Transcript
This transcript was autogenerated. To make changes, submit a PR.
Cool. Awesome few tech, eh?
So to kick things off, my name is Chris Nesbittsmith.
I'm based in London and currently an instructor for learn KX
and a consultant to various bits of UK government and a
tinkerer of open source stuff. I've been using and
abusing kubernetes in production since it was 0.4,
so believe me when I say it's been a journey. I've certainly
got the scars and the war wounds to show for it.
So you believe the hype that Kubernetes
lets you scale infinitely, auto heal your cluster and
so on. So your cluster is self monitoring, it's scaling up instances
of your cloud native stateless applications on demand
when you need more,
but all of a sudden your nodes are full, you can
scale no more. Well, enter the cluster autoscaling
and of course a splash of yaml in order to save the day.

========================================================================

[Short problem a] In all of the rows below, switch "run_detection" to "detect_objects" and leave everything else in the rows unchanged.

[Input for this task]

========================================================================

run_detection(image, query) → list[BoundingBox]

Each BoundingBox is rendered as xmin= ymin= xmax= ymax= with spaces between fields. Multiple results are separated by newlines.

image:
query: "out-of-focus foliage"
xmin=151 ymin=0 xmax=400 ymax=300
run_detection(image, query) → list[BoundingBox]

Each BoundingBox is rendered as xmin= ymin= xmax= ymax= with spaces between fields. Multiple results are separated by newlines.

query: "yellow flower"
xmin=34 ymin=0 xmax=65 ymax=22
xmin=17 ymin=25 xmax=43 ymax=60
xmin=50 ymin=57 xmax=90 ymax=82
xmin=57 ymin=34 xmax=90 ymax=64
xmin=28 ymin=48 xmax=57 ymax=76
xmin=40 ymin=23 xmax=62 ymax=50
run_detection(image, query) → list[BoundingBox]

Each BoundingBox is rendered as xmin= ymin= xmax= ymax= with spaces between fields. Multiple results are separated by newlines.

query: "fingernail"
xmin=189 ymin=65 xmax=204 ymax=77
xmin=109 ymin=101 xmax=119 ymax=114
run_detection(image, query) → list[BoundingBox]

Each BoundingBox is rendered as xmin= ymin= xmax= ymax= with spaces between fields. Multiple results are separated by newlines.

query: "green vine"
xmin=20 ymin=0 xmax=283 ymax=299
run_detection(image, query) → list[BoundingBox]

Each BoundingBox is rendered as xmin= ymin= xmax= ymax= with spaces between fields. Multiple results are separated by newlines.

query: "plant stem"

========================================================================

[Short problem b] In the Kubernetes talk transcript, since which version has the speaker been using Kubernetes in production?

[Correct response a]
detect_objects(image, query) → list[BoundingBox]

Each BoundingBox is rendered as xmin= ymin= xmax= ymax= with spaces between fields. Multiple results are separated by newlines.

image:
query: "out-of-focus foliage"
xmin=151 ymin=0 xmax=400 ymax=300
detect_objects(image, query) → list[BoundingBox]

Each BoundingBox is rendered as xmin= ymin= xmax= ymax= with spaces between fields. Multiple results are separated by newlines.

query: "yellow flower"
xmin=34 ymin=0 xmax=65 ymax=22
xmin=17 ymin=25 xmax=43 ymax=60
xmin=50 ymin=57 xmax=90 ymax=82
xmin=57 ymin=34 xmax=90 ymax=64
xmin=28 ymin=48 xmax=57 ymax=76
xmin=40 ymin=23 xmax=62 ymax=50
detect_objects(image, query) → list[BoundingBox]

Each BoundingBox is rendered as xmin= ymin= xmax= ymax= with spaces between fields. Multiple results are separated by newlines.

query: "fingernail"
xmin=189 ymin=65 xmax=204 ymax=77
xmin=109 ymin=101 xmax=119 ymax=114
detect_objects(image, query) → list[BoundingBox]

Each BoundingBox is rendered as xmin= ymin= xmax= ymax= with spaces between fields. Multiple results are separated by newlines.

query: "green vine"
xmin=20 ymin=0 xmax=283 ymax=299
detect_objects(image, query) → list[BoundingBox]

Each BoundingBox is rendered as xmin= ymin= xmax= ymax= with spaces between fields. Multiple results are separated by newlines.

query: "plant stem"

[Correct response b] Since version 0.4.